Document passage ::
● ● ● ● ●

But the 2020 messed with stuff.
Now my read of (210.11(C)(3)) in the 2020 is if the circuit only serves one bathroom can you add a toilet receptacle to the circuit.
Now the "countertop" and "work space" receptacles per 210.52(D) are the ones that must be by themselves and all of the bathroom receptacles are not treated as "equals" in the 2020.
GFCI protection (210.8(A)&(B)) are still bathroom location driven so no let up on GFCI requirements.
Also pay attention to the new section 406.9(C) banning receptacles within 36 inches of a tub or shower. If it is a more traditional bathtub, odds are that the toilet receptacle will be lower than the top of the tub rim and be permitted. But a toilet receptacle near a shower might be another story.
The 2020 change in 210.11(C)(3) does make it much easier to be compliant with a 15-amp circuit serving a receptacle in a bathroom as long as that receptacle does not serve a sink/vanity/work surface.

For those of you "poo pooing" this, bidets are going main stream here in North America. Costco had a bidet seat cover for less than $250 a while back. Granted the Kohler bidet seat cover will set you back low four figures. But they also sell a $9,000 bidet toilet. What a country.


----------



## JRaef (Mar 23, 2009)

emtnut said:


> Call me old fashioned, but I feel like I'm in a 1st world country if I don't have to walk thru snow to get to the out-house !
> Geez... is the bathroom not heated ??
> 
> Now if we go thru another TP shortage, I might re-consider the bidet part


I thought the electrical circuit was to heat the WATER, not the seat. Heating the seat is just... decadent.

I looked at getting one of those bidet seats that says "no electrical circuit necessary", but it means running a line from the hot water line under the sink over to the toilet. In my house, it takes 2 minutes for the hot water to get to the bathroom, so if I forget to pre-charge the pipe by running the hot water in the sink first, that cold water blast up my backside will be quite the morning wakeup call!


----------



## cutlerhammer (Aug 16, 2011)

wcord said:


> Not as bad as pissing on an electric fence lol


 Sounds breathtaking!


----------

● ● ● ● ●

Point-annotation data
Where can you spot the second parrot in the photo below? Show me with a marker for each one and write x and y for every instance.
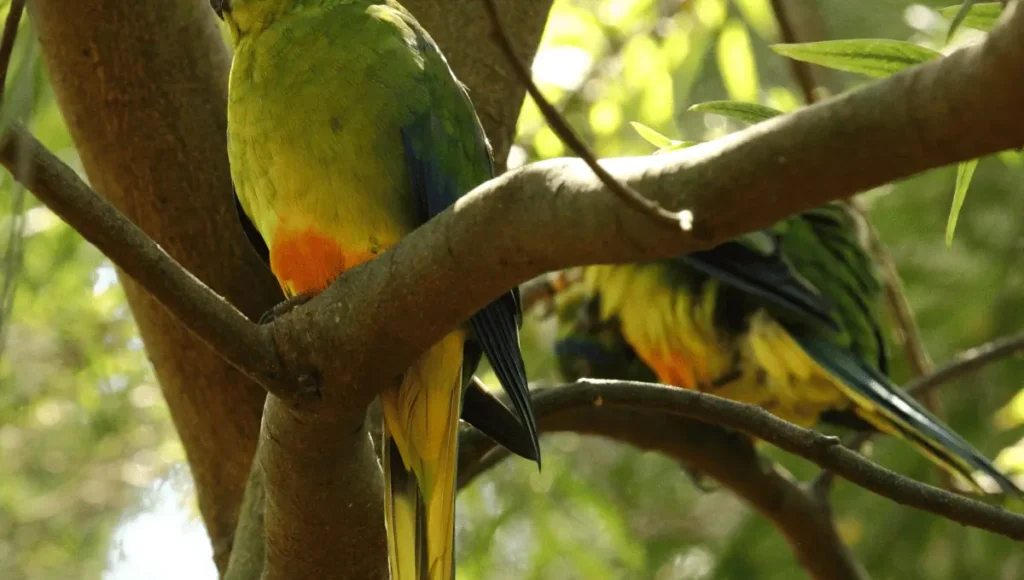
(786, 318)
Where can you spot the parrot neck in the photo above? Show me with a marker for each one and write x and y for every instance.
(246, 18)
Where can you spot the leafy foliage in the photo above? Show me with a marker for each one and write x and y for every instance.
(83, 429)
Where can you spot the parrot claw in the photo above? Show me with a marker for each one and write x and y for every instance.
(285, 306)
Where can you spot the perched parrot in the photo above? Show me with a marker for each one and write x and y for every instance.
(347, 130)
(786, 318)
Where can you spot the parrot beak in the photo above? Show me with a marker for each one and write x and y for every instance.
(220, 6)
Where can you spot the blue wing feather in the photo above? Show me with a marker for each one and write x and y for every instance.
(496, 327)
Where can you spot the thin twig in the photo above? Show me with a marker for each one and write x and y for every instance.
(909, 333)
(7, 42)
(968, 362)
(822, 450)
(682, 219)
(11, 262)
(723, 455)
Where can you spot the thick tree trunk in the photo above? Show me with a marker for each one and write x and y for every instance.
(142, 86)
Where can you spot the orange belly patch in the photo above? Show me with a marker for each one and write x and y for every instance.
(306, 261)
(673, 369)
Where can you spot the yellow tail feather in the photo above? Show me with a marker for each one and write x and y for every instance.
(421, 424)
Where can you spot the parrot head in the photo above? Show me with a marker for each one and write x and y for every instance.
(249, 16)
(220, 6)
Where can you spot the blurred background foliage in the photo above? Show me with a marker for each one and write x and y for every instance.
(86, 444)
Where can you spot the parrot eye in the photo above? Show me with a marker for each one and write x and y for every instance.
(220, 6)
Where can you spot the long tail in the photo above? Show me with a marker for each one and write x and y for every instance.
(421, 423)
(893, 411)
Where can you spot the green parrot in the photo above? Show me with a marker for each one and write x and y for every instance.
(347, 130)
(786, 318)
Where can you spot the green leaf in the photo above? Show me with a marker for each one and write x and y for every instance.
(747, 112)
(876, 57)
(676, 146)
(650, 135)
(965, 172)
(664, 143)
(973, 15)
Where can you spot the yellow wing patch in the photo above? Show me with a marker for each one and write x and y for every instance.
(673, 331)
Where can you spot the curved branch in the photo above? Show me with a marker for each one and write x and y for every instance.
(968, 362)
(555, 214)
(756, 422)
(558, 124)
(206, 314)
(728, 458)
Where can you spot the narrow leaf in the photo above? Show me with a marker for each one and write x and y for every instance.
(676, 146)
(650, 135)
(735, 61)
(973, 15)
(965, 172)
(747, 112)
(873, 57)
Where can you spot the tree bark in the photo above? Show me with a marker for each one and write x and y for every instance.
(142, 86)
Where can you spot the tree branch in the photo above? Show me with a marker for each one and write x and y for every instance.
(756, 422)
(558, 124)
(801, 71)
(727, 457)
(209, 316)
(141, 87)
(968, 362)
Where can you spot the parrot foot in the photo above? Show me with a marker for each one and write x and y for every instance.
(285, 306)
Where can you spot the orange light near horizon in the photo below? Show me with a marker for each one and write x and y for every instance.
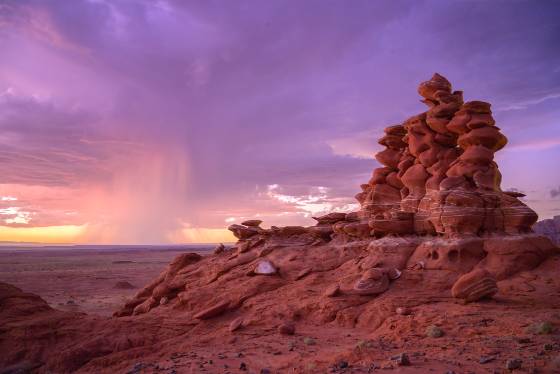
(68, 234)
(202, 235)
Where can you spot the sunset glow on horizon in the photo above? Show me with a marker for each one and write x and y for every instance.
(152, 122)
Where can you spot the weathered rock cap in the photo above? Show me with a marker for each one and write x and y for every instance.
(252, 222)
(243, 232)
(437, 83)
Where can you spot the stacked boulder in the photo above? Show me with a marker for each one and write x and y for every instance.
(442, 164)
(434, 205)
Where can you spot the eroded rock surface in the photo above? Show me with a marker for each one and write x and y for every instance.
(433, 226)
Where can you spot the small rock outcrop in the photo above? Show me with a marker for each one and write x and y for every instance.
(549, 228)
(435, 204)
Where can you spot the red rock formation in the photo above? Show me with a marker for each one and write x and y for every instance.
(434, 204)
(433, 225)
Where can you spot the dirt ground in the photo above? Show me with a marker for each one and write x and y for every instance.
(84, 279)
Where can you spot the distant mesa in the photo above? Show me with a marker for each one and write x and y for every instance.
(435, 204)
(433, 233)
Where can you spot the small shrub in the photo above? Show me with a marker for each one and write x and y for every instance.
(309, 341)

● ● ● ● ●

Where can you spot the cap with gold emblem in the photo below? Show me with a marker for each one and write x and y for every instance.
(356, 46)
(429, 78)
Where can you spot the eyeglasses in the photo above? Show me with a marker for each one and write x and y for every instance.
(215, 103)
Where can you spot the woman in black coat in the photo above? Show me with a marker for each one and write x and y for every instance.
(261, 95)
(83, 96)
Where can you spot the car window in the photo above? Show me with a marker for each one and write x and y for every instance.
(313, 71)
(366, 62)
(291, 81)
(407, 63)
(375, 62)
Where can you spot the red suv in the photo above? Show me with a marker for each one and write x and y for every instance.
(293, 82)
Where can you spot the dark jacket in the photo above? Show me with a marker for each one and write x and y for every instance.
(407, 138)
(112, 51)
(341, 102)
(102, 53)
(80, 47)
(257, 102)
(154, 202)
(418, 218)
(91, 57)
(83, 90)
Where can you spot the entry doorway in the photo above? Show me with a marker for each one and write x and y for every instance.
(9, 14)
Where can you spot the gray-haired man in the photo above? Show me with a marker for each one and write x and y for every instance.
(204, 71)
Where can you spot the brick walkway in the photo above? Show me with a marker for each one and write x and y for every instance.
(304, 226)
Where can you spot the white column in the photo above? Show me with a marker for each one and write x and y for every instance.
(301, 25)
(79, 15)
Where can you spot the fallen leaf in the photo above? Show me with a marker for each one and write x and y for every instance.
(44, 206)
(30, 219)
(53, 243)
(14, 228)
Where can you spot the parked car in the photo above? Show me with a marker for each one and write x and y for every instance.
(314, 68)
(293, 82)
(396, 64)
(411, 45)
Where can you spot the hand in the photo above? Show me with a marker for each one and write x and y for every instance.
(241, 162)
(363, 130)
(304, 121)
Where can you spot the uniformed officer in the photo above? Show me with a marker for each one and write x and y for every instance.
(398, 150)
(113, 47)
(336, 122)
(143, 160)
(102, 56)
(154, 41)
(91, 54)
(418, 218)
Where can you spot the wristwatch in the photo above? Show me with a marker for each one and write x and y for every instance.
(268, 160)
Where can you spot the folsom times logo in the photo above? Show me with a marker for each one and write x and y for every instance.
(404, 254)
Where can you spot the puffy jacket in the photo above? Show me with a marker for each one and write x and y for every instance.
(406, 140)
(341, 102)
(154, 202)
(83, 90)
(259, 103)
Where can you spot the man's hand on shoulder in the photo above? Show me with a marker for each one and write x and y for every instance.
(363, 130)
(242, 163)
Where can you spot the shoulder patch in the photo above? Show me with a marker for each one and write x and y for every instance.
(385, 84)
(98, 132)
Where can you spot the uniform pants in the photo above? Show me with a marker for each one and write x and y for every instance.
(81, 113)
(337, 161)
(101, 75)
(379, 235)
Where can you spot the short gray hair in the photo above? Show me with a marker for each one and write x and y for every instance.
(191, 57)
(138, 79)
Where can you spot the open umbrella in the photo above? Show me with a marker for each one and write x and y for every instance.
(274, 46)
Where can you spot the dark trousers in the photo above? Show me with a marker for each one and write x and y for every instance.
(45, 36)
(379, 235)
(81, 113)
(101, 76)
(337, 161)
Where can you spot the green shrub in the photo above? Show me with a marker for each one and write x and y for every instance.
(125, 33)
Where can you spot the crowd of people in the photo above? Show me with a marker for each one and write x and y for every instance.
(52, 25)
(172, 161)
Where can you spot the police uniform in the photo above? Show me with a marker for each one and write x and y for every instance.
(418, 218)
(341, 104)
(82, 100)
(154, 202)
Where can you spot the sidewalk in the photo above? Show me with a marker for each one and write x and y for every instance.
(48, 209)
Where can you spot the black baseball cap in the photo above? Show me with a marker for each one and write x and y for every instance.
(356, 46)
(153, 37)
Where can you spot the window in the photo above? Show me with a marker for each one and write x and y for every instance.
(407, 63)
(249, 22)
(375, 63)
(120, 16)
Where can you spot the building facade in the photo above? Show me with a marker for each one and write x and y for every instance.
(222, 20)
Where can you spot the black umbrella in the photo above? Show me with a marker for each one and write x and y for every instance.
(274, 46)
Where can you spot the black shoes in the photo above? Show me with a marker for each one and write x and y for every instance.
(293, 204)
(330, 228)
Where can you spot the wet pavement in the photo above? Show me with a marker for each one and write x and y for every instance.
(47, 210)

● ● ● ● ●

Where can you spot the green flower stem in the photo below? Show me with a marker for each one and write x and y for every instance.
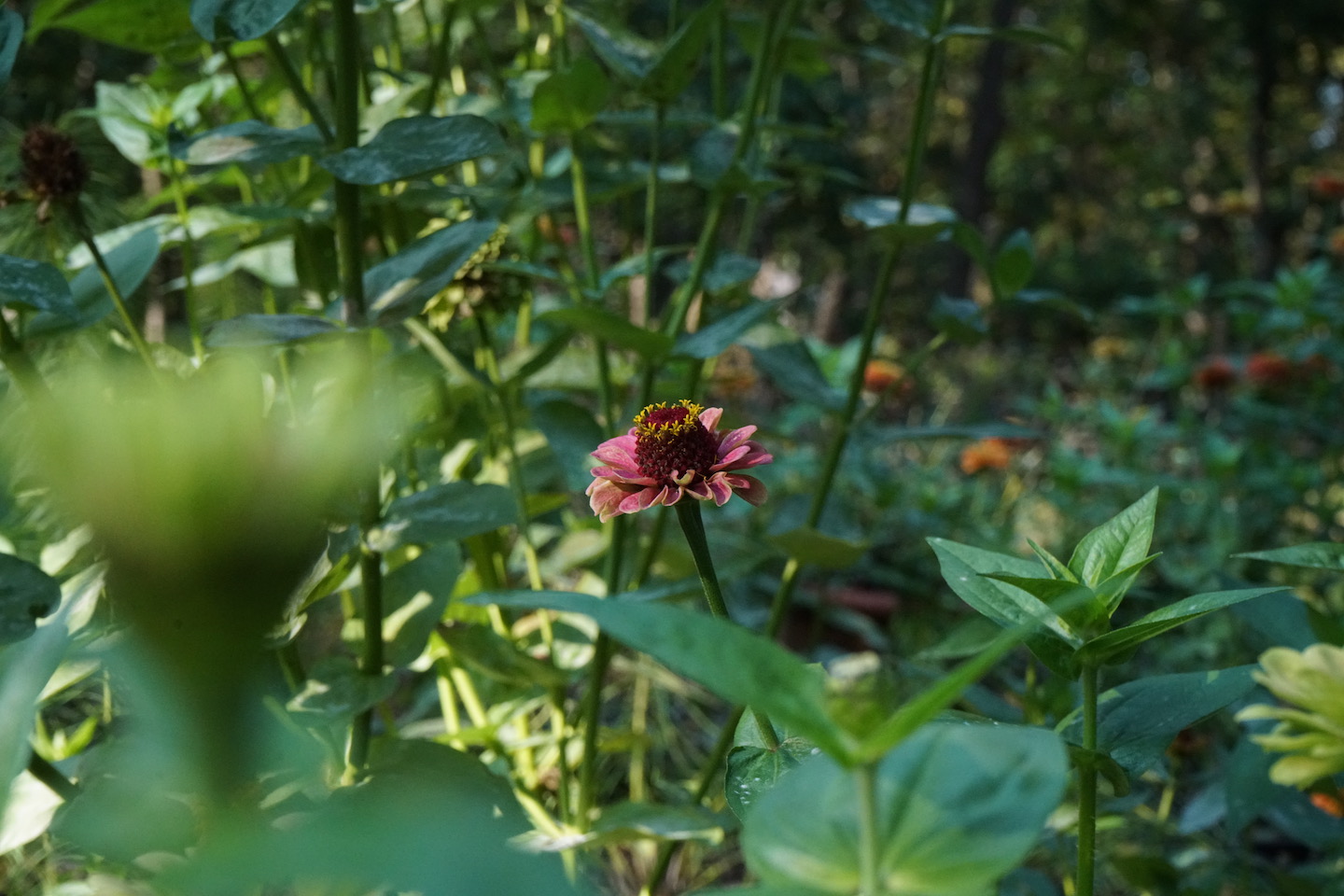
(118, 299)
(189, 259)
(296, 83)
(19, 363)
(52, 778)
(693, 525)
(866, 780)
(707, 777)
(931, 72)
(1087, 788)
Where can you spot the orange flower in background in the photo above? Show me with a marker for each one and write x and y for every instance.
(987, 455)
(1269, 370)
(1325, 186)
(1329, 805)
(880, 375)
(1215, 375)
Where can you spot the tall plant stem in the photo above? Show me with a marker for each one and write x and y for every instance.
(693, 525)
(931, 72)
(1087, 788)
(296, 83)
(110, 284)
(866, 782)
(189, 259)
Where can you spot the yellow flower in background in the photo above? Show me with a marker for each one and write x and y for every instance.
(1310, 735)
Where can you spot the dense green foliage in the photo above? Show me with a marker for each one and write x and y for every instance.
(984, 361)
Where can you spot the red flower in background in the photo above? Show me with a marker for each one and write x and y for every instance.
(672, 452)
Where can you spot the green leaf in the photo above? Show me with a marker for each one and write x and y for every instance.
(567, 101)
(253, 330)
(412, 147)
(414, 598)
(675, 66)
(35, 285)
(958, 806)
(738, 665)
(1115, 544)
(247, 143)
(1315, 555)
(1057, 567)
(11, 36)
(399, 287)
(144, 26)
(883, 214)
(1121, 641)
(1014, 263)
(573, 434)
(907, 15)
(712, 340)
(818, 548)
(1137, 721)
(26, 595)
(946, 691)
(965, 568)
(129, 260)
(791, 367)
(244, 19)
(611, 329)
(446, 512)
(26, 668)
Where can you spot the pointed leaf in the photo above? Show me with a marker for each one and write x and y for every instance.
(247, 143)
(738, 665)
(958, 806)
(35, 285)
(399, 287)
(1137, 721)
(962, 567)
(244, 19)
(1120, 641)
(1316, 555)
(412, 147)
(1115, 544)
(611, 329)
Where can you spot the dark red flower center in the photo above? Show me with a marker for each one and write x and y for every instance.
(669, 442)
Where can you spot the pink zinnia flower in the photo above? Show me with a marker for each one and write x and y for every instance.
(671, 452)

● ● ● ● ●

Problem A :: In the bathroom wiring thread, which new section bans receptacles within 36 inches of a tub or shower?
Problem B :: Please duplicate the bathroom wiring thread from "The 2020 change" to "a sink/vanity/work surface.", both ends inclusive.

Full response A :: Section 406.9(C).

Full response B ::
The 2020 change in 210.11(C)(3) does make it much easier to be compliant with a 15-amp circuit serving a receptacle in a bathroom as long as that receptacle does not serve a sink/vanity/work surface.